Records for the exercise:
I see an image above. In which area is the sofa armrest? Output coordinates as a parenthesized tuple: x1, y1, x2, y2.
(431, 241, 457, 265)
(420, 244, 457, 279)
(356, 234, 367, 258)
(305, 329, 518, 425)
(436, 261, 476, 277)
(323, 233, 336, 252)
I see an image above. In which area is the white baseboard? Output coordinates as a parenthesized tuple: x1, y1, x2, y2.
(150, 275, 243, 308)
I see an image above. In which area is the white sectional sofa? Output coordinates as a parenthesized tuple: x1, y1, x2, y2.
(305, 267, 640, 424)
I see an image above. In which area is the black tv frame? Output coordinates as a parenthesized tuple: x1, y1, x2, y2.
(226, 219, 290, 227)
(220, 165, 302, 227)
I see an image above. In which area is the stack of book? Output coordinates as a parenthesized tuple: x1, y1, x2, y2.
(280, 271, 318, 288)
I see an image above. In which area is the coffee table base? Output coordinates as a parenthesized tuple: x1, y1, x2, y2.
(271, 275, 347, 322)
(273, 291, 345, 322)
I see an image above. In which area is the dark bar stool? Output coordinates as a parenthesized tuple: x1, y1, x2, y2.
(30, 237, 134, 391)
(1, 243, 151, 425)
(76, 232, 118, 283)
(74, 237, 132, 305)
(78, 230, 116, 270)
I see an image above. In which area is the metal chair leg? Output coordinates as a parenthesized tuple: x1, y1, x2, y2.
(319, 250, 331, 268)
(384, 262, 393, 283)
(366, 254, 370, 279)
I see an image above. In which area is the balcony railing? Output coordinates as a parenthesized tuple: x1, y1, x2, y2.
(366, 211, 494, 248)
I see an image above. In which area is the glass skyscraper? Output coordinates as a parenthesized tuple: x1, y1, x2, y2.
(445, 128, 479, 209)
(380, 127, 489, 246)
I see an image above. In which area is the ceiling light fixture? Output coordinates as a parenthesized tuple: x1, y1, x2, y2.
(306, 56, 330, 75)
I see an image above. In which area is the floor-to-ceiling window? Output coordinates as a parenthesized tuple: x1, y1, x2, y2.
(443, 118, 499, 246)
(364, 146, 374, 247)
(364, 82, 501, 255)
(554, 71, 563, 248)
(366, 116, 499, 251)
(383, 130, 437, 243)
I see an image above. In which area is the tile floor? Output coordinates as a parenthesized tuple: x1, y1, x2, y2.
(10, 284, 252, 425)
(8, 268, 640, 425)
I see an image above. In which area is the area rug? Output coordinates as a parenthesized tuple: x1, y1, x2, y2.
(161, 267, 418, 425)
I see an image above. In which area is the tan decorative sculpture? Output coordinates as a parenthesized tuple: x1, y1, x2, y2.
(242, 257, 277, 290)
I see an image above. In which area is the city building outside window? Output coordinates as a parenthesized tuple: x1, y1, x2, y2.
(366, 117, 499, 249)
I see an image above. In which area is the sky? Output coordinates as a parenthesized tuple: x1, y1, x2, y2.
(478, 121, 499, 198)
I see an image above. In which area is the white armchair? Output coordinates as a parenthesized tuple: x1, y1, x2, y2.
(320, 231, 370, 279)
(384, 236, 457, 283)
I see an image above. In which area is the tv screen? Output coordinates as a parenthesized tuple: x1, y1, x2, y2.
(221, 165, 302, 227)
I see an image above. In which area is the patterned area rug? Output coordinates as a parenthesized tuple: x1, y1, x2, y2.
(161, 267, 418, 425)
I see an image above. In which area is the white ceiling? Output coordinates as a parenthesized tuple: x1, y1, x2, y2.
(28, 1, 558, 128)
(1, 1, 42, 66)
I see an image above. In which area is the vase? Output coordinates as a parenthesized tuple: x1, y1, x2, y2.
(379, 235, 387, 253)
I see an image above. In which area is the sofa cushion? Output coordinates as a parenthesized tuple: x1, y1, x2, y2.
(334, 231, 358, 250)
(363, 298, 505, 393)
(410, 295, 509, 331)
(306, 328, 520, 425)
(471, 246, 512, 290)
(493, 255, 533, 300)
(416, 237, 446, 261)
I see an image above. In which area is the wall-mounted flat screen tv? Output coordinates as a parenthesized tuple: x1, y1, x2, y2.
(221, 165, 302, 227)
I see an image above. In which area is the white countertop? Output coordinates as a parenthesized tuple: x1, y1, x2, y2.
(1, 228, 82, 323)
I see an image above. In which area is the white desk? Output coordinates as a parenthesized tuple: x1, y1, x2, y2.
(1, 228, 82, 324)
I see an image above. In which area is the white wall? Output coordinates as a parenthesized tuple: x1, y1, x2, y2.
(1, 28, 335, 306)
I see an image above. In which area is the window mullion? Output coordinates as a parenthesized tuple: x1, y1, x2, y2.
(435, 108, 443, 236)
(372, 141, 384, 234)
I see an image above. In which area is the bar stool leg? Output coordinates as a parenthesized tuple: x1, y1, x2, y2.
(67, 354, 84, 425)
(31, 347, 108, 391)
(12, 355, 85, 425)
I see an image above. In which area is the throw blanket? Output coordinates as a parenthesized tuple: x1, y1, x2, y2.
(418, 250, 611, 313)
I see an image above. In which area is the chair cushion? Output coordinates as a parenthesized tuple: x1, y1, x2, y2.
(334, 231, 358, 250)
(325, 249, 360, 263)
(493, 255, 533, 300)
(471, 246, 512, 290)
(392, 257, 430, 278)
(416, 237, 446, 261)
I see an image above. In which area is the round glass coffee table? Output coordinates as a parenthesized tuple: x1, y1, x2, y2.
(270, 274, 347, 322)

--

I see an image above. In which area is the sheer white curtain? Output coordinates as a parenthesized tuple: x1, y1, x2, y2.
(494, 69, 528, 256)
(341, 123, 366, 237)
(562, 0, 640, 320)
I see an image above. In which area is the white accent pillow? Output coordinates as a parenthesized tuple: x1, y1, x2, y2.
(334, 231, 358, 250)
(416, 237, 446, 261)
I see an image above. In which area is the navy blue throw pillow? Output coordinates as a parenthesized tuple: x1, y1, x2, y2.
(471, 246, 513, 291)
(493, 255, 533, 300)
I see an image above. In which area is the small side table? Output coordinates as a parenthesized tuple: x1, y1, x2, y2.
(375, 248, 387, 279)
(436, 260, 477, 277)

==

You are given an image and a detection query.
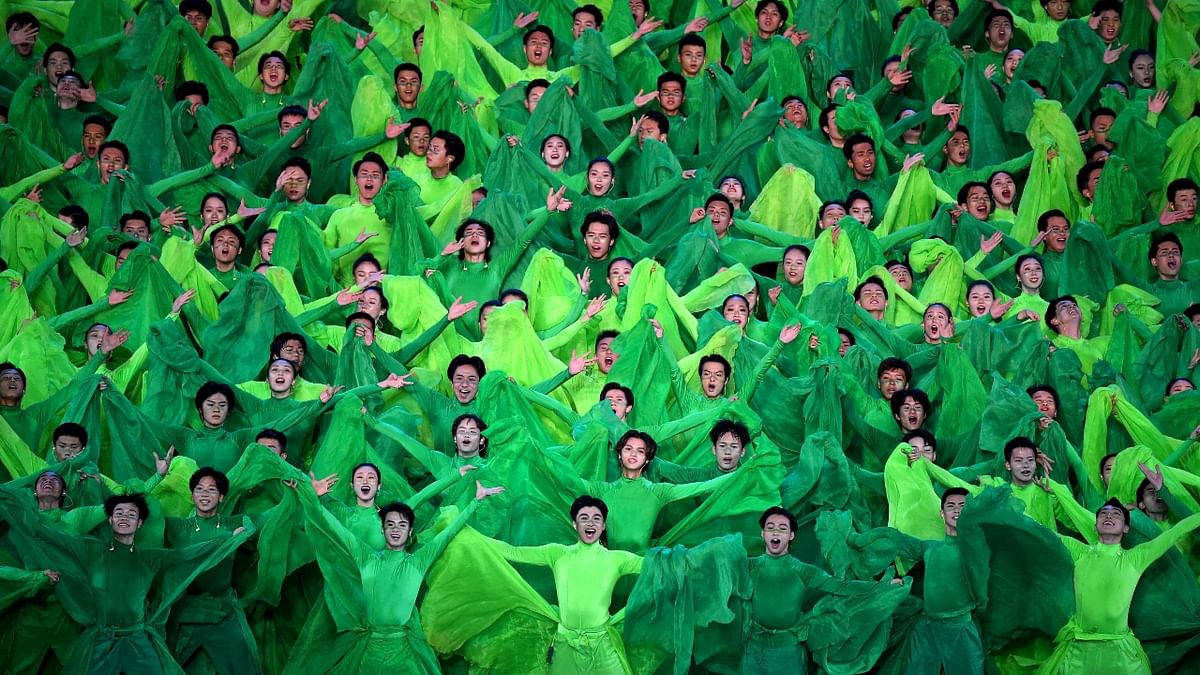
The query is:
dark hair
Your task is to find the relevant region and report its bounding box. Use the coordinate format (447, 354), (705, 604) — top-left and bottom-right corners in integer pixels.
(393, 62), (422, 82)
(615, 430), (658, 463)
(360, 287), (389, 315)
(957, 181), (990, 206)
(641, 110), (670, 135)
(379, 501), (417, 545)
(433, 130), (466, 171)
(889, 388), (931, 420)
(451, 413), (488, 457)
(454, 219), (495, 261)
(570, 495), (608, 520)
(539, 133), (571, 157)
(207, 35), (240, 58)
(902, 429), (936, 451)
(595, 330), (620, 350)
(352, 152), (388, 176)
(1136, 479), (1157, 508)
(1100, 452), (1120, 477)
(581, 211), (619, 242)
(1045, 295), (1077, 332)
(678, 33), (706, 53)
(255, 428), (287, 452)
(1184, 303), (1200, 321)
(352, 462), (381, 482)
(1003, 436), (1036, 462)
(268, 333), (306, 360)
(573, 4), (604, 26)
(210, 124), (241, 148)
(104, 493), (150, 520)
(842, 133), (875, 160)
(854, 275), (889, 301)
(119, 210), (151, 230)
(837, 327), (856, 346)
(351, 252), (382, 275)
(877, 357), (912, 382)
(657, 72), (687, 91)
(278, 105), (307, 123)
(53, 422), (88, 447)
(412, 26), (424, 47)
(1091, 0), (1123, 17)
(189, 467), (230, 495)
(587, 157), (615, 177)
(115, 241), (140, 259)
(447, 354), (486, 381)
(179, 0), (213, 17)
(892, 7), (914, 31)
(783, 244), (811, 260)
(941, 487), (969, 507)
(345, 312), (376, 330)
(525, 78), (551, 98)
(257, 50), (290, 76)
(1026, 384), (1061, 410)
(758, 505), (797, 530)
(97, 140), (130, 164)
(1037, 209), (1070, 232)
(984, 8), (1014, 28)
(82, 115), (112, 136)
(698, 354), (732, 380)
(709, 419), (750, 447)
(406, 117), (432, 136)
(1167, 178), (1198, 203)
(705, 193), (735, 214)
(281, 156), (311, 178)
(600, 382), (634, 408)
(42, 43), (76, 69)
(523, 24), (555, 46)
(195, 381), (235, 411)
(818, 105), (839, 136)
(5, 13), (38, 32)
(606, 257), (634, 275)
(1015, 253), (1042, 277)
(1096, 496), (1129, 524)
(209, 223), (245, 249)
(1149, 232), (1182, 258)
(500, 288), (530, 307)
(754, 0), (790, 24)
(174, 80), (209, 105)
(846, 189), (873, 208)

Description of the task: Scan the data above; copy every line where "query" appears.

Solution to the problem:
You are given an image and a detection query.
The query is:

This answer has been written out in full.